- Passage shown -
* BEGIN *

# Legal question regarding bond waiver for Mexican resident suing in USA



## mark78 (Apr 18, 2011)

I have the problem that I need to take legal steps in USA as Mexican resident. Suing in USA implies that the plaintiff needs to provide surety by way of a bond guarantee as security against possible counter claims by the defendants and other costs of the trial. However, bond requirement can be waived if there is a mutual agreement that would allow US residents to sue in the respective country without being required to file a bond. Since Mexico is NAFTA and neighbor of the US, somebody may know about this legal question or where to find further information.

Any comments are highly appreciated. Thanks for your attention.

Here is a quotation of the statutes:

... "A written request that the bond requirement be waived in accordance with section 14(c) of the Commodity Exchange Act, accompanied by sufficient proof that the country of which the complainant is a resident permits the filing of a complaint by a resident of the United States against a citizen of that country without the furnishing of a bond."


----------



## pappabee (Jun 22, 2010)

* END *

- Directive A -
In the bond waiver post, rewrite the passage from "## mark78 (Apr" up to and including "find further information.", replacing "surety" with "collateral".
- Directive B -
According to the bond waiver post, what does the plaintiff's bond guarantee serve as security against?
- Directive C -
Continue the bond waiver post from the point where it stops.

- Material provided -
* BEGIN *

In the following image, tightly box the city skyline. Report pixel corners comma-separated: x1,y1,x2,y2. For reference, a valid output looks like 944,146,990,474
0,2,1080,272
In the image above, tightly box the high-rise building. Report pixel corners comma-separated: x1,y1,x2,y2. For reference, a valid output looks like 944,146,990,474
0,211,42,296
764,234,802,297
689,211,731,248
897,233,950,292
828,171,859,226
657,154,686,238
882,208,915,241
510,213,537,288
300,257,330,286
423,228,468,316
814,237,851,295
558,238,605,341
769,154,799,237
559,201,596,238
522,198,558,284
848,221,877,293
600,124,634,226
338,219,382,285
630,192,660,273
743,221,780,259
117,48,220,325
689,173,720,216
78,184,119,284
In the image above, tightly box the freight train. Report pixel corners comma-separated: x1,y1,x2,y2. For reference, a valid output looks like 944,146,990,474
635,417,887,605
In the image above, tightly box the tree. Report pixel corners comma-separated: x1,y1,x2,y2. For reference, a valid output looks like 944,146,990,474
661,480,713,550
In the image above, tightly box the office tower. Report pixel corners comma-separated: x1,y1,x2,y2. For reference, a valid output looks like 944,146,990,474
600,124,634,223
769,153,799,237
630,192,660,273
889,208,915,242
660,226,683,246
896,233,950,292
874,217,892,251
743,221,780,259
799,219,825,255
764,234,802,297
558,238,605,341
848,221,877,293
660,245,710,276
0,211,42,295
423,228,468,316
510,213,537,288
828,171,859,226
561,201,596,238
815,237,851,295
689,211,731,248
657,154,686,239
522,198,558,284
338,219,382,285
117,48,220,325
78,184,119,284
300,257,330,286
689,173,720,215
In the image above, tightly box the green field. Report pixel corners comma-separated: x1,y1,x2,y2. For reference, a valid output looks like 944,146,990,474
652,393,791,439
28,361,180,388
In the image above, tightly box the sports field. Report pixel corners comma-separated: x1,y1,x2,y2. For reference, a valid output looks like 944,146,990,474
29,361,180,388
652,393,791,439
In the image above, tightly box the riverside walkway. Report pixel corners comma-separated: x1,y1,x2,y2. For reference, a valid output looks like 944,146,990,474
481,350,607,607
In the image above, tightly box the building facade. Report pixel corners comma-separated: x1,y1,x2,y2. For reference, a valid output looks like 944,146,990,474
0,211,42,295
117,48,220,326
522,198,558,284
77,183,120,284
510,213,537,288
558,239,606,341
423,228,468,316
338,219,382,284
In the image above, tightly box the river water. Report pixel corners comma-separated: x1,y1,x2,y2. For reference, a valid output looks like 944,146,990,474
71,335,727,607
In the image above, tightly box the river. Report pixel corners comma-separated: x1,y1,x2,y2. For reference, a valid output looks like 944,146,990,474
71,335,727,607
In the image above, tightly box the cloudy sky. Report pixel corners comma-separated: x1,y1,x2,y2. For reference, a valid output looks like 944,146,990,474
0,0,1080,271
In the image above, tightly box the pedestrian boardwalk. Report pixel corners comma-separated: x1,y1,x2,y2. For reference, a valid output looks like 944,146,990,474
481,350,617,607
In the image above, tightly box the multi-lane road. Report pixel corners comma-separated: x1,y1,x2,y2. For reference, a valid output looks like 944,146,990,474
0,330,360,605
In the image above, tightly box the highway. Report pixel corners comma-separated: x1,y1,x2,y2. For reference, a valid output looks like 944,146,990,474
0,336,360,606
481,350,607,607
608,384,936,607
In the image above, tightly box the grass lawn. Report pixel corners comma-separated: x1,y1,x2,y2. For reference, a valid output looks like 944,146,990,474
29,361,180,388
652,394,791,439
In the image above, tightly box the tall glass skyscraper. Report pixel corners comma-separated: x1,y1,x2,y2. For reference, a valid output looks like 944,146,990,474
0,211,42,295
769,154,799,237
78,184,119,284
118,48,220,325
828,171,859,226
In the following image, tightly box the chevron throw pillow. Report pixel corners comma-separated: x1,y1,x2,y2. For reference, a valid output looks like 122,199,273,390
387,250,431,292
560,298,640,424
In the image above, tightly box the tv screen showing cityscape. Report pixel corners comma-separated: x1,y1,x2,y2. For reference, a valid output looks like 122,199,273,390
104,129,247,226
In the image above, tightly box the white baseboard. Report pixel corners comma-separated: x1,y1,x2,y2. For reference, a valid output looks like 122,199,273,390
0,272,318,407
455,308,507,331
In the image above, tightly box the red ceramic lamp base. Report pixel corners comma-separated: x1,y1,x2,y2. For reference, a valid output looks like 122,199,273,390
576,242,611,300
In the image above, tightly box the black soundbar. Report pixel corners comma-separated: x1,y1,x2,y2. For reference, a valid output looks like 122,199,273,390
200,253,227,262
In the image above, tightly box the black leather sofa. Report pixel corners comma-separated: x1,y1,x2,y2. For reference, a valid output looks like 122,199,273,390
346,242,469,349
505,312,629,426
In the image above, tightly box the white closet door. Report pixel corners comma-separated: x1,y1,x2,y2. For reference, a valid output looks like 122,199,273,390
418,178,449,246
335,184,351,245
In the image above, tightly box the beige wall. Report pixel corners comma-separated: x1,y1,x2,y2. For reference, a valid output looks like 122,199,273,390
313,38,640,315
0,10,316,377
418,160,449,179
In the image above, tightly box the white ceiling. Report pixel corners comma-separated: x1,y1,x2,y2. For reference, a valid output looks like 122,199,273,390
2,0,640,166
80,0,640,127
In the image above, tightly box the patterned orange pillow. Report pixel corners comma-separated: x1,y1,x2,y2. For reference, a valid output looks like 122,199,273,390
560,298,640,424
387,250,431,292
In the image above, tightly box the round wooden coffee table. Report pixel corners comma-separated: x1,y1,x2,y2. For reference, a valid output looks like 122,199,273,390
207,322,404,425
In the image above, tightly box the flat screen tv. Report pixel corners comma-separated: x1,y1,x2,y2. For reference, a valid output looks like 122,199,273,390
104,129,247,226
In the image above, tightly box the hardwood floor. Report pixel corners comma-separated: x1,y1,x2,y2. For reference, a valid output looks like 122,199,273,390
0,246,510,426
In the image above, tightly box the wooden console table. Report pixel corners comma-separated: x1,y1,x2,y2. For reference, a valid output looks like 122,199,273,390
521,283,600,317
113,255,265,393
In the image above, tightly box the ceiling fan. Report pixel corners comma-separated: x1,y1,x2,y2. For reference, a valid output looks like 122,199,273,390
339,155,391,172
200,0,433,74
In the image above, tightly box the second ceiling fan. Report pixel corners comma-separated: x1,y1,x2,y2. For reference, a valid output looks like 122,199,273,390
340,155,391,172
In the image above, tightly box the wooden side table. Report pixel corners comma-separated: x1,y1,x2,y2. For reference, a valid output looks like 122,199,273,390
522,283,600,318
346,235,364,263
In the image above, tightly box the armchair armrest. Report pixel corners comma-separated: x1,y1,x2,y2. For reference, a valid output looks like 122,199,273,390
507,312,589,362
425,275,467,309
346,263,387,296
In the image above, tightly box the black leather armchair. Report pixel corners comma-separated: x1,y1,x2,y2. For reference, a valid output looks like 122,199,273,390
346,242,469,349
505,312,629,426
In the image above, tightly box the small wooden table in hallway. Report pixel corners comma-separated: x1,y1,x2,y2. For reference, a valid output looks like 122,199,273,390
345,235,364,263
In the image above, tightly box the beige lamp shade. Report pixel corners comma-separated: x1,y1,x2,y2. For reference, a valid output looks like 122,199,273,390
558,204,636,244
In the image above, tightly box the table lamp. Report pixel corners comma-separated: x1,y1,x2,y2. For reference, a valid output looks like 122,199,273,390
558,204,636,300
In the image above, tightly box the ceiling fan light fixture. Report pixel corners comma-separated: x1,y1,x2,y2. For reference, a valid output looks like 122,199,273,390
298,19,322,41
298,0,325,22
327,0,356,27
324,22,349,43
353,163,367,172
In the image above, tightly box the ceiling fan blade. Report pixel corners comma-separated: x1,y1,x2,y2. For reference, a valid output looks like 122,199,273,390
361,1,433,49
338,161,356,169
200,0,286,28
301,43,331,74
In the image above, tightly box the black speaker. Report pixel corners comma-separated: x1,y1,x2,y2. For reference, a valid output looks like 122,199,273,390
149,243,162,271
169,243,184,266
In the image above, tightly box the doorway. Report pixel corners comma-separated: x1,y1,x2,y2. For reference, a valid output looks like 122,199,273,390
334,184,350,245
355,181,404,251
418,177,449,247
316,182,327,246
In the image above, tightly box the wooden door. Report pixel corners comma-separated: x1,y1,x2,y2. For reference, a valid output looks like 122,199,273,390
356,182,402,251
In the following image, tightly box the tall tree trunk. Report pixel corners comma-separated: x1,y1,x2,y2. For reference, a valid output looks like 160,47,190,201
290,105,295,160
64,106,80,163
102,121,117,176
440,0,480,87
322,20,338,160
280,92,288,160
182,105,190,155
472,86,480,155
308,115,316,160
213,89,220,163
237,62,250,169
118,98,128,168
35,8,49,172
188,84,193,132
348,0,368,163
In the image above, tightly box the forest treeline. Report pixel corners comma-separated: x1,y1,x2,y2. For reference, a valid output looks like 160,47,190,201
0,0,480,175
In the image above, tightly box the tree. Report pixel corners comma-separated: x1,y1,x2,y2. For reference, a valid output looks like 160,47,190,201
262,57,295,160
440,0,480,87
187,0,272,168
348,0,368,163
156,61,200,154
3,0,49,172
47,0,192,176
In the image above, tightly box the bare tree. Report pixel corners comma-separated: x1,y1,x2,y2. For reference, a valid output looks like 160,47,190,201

* END *

- Written response A -
## mark78 (Apr 18, 2011)

I have the problem that I need to take legal steps in USA as Mexican resident. Suing in USA implies that the plaintiff needs to provide collateral by way of a bond guarantee as security against possible counter claims by the defendants and other costs of the trial. However, bond requirement can be waived if there is a mutual agreement that would allow US residents to sue in the respective country without being required to file a bond. Since Mexico is NAFTA and neighbor of the US, somebody may know about this legal question or where to find further information.

- Written response B -
Possible counter claims by the defendants and other costs of the trial.

- Written response C -
Wait a minute. The passage that you quote is in regard to a citizen of the US suing someone who is a citizen of another country and what it is asking is there a law in the other country that allows a non-citizen to sue a resident.

Also since you are quoting a section of the CEA I strongly suggest that you get the services of a qualified attorney. Not just one who has experience with the tort laws but one qualified to handle CEA cases.


----------



## mark78 (Apr 18, 2011)

pappabee said:


> Wait a minute. The passage that you quote is in regard to a citizen of the US suing someone who is a citizen of another country and what it is asking is there a law in the other country that allows a non-citizen to sue a resident.
> 
> Also since you are quoting a section of the CEA I strongly suggest that you get the services of a qualified attorney. Not just one who has experience with the tort laws but one qualified to handle CEA cases.


The passage says that residents from countries who waive US citizens from furnishing bonds when suing in their jurisdiction have no bond requirement when suing in US. That said, if Mexico allows US residents to file lawsuits without bond requirement, Mexican residents can do so as well in USA. I hope that there are some readers here who know of US/MEX legal relationship. I did a lot of research on the internet but found nothing. Hiring a lawyer is of course expensive and probably would result into nothing unless this issue is already known by the lawyer.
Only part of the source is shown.